◆ **Aim**
What follows is a listing to be transcribed exactly.
'''
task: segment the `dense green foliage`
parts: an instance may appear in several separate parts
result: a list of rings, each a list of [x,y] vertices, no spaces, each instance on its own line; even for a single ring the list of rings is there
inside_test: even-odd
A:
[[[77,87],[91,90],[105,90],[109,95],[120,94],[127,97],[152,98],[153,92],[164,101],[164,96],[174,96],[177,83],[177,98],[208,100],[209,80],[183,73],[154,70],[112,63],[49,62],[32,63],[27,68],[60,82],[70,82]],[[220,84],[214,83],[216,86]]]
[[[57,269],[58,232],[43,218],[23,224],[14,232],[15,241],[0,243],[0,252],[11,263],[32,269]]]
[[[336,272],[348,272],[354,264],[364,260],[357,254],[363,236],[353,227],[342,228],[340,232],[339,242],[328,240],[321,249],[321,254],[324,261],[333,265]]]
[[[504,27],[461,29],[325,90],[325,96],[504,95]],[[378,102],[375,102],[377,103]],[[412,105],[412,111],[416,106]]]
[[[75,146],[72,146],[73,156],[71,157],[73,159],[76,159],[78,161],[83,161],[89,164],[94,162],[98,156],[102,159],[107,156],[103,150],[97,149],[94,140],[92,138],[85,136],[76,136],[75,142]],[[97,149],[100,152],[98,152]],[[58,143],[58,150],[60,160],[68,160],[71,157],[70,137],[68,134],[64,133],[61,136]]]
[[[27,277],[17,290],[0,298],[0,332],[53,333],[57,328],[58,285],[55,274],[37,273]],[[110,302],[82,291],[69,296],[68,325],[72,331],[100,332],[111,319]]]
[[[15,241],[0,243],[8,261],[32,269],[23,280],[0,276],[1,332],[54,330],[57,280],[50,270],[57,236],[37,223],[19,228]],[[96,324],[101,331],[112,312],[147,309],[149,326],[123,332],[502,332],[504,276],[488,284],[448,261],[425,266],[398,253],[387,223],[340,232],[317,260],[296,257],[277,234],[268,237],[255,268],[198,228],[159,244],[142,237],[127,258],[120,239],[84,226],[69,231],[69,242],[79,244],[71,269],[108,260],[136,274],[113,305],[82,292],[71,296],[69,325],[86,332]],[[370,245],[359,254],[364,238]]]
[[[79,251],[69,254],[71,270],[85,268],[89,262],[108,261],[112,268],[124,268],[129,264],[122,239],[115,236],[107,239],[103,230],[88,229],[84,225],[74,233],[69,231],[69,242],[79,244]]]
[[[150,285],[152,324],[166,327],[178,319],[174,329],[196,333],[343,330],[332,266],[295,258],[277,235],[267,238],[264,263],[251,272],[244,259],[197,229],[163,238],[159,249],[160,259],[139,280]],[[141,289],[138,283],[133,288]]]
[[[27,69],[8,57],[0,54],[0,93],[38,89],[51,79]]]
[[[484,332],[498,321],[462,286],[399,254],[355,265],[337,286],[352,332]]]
'''
◆ **Task response**
task: segment the `dense green foliage`
parts: an instance may appear in several separate parts
result: a list of rings, each a list of [x,y] vertices, no spaces, each instance on its own line; even for a single ring the list of rings is there
inside_test: even-odd
A:
[[[77,87],[91,90],[105,90],[109,95],[120,94],[127,97],[152,98],[153,92],[164,101],[164,96],[174,96],[177,83],[177,98],[208,100],[209,80],[183,73],[154,70],[112,63],[49,62],[32,63],[27,68],[60,82],[70,82]],[[220,84],[214,83],[216,86]]]
[[[57,269],[58,232],[43,218],[23,224],[14,232],[15,241],[0,243],[0,252],[11,263],[32,269]]]
[[[336,272],[348,272],[354,264],[364,260],[357,254],[363,236],[353,227],[342,228],[340,232],[339,242],[328,240],[321,249],[321,254],[324,261],[333,265]]]
[[[504,27],[461,29],[325,90],[325,96],[504,95]],[[378,102],[375,102],[377,103]],[[412,105],[412,111],[416,106]]]
[[[75,146],[72,146],[73,156],[71,157],[73,159],[76,159],[78,161],[83,161],[89,164],[94,162],[98,156],[102,159],[107,156],[103,150],[97,149],[94,140],[92,138],[85,136],[76,136],[75,142]],[[97,149],[100,152],[98,152]],[[58,143],[58,150],[60,160],[68,160],[71,157],[70,137],[68,134],[64,133],[61,136]]]
[[[27,277],[17,290],[0,298],[0,332],[53,333],[57,328],[58,285],[55,274],[37,273]],[[110,302],[82,291],[69,296],[68,325],[72,331],[100,332],[111,319]]]
[[[15,241],[0,243],[8,261],[32,269],[23,280],[0,276],[1,332],[54,330],[57,280],[50,270],[57,236],[37,223],[19,228]],[[96,324],[101,331],[112,312],[147,309],[149,326],[123,332],[502,332],[504,276],[488,284],[448,261],[425,266],[398,253],[387,223],[340,232],[317,260],[296,257],[277,234],[268,237],[255,268],[198,228],[159,244],[142,237],[127,258],[120,239],[84,226],[69,231],[69,242],[79,244],[71,269],[108,260],[136,274],[113,305],[82,292],[71,296],[69,325],[86,332]],[[370,245],[359,254],[364,238]]]
[[[79,251],[69,254],[71,270],[85,268],[89,262],[108,261],[112,268],[124,268],[129,264],[122,239],[115,236],[107,239],[103,230],[88,229],[84,225],[74,233],[69,231],[69,242],[79,244]]]
[[[150,285],[152,324],[166,327],[178,319],[174,329],[196,333],[343,330],[332,266],[295,258],[277,235],[267,238],[264,263],[251,272],[244,259],[197,229],[163,238],[159,249],[160,259],[139,280]],[[141,289],[138,283],[133,288]]]
[[[27,69],[8,57],[0,54],[0,93],[38,89],[51,79]]]
[[[484,332],[498,321],[462,286],[399,254],[355,265],[337,286],[352,332]]]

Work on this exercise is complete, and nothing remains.